Task objective
Produce an exact copy of all the data below, dropping every image.

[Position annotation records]
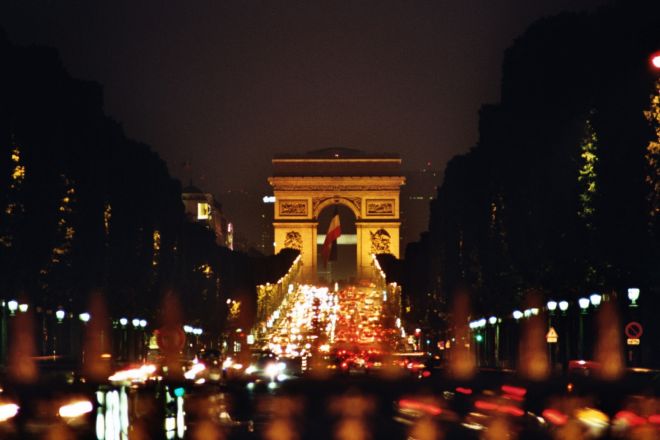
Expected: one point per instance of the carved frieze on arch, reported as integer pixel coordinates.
(380, 241)
(353, 203)
(293, 240)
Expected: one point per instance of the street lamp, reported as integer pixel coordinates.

Result
Expected: one point per instance of the carved frieze on arch, reported as integer pixel coordinates.
(380, 241)
(353, 203)
(293, 240)
Expected: one point per instance of the street lamp, reported as integer pixel coordinates.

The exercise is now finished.